*Data records*.
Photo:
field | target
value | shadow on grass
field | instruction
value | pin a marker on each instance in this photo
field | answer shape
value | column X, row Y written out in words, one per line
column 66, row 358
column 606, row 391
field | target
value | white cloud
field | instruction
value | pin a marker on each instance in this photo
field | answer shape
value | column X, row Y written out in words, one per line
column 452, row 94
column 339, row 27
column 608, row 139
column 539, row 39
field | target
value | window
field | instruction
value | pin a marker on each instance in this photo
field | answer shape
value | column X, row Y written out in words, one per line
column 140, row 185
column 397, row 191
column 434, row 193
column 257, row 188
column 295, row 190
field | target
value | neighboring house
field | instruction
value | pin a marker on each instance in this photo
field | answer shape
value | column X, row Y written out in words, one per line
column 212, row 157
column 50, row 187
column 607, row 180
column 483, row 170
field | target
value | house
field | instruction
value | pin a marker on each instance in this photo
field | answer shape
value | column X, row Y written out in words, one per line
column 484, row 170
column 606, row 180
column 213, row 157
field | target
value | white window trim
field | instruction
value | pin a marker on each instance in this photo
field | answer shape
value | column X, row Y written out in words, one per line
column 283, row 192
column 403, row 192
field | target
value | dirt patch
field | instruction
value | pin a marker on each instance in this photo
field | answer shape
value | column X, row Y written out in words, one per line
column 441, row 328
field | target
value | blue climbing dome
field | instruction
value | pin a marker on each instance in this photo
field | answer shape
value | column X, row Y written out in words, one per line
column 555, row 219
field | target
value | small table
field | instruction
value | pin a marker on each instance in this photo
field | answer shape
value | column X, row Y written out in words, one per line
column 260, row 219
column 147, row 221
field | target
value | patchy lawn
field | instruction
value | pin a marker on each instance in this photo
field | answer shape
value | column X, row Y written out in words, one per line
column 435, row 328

*What you need to do*. Reproduce the data above in full, substituting "place a point" for every occurrence of "pin a marker" and leaving all other text unchanged.

*Response for this exercise*.
Photo:
field | target
value | shadow on grass
field | instruction
value | place a point on each instance in this photo
field | answer shape
value | column X, row Y written out in words, one per line
column 66, row 358
column 606, row 391
field | target
value | white cloud
field | instruction
value | place a point on each instance in this photo
field | answer shape
value | column X, row Y written out in words, one per line
column 452, row 94
column 339, row 27
column 608, row 139
column 539, row 39
field | target
value | window
field | instruction
value | place a point on each instance in this photo
field | answer shape
value | column X, row Y written out in words, one per line
column 140, row 185
column 397, row 191
column 434, row 193
column 257, row 188
column 295, row 190
field | target
value | neighboring house
field | instruction
value | place a point on each instance in this photo
field | answer shape
value | column X, row Y written out in words, one per line
column 212, row 157
column 50, row 187
column 607, row 180
column 483, row 170
field | target
value | house
field | instruction
value | place a point on each instance in this photo
field | answer shape
value | column X, row Y written out in words, one per line
column 484, row 170
column 606, row 180
column 213, row 157
field | target
value | white window trim
field | instruction
value | place a point on each instance in this photo
field | answer shape
value | column X, row Y written out in words, one per line
column 283, row 192
column 403, row 192
field | target
value | dirt patch
field | instruction
value | place a point on each instance in this photo
field | answer shape
value | column X, row Y written out in words, one per line
column 441, row 328
field | target
value | blue climbing dome
field | instruction
value | place a point on each instance in this photo
field | answer shape
value | column X, row Y written out in words, one per line
column 555, row 219
field | target
value | small table
field | instruction
value | place a point on each instance in this photo
field | answer shape
value | column X, row Y written out in words, one per line
column 260, row 219
column 147, row 221
field | target
value | patchy lawn
field | instruction
value | place a point on each instance in this photo
field | answer shape
value | column X, row Y written out in words, one per line
column 435, row 328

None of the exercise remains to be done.